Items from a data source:
============
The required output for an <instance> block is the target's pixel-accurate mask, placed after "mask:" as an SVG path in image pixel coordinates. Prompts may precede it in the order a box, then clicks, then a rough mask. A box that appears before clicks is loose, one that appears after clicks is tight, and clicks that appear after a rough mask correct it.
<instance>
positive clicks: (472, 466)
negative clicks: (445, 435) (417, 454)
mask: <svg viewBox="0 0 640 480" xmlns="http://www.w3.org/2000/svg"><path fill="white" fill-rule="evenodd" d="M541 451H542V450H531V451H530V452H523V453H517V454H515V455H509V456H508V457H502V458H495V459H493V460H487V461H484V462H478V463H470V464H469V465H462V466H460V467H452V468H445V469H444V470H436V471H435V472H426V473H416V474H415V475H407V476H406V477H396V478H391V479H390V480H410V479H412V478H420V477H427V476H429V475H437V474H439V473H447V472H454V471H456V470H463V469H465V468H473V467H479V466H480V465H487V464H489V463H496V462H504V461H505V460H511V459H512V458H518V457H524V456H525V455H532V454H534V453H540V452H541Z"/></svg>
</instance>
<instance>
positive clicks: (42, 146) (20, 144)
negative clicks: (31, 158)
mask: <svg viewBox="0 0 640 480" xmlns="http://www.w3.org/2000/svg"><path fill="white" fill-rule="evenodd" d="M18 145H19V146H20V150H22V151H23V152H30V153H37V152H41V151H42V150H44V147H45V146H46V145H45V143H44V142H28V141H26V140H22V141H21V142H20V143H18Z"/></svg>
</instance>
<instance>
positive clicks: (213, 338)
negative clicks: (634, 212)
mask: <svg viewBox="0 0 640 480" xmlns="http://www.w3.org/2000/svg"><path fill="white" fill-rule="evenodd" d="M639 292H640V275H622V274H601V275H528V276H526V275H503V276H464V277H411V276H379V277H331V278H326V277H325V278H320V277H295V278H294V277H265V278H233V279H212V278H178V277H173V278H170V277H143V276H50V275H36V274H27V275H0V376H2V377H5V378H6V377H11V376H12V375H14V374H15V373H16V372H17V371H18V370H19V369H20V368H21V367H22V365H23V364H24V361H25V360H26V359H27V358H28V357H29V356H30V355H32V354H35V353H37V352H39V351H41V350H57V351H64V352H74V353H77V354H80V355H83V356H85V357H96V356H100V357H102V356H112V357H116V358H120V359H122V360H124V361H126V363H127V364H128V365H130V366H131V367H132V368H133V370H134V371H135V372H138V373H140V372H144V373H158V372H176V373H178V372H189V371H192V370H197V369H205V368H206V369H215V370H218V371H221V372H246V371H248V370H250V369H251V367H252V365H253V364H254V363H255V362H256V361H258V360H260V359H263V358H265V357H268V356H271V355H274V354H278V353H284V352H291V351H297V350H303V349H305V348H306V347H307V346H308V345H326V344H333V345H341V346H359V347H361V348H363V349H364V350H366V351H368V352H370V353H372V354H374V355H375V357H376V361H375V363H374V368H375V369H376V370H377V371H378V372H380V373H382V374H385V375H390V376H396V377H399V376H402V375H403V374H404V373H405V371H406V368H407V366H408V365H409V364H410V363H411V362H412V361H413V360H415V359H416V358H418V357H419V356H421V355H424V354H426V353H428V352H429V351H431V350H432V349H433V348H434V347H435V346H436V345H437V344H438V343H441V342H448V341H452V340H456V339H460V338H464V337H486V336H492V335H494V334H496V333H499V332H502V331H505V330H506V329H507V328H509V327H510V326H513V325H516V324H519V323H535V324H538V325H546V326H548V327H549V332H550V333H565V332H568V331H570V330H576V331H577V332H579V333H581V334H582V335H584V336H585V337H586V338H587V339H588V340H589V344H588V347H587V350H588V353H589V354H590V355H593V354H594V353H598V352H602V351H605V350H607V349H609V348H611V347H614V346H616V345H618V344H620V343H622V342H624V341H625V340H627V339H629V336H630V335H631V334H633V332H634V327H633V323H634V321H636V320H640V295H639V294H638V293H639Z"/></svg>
============
* [What this task involves]
Return, from the data, each line that has the word "positive" in it.

* [Expected answer]
positive clicks: (472, 466)
positive clicks: (42, 146) (20, 144)
positive clicks: (213, 338)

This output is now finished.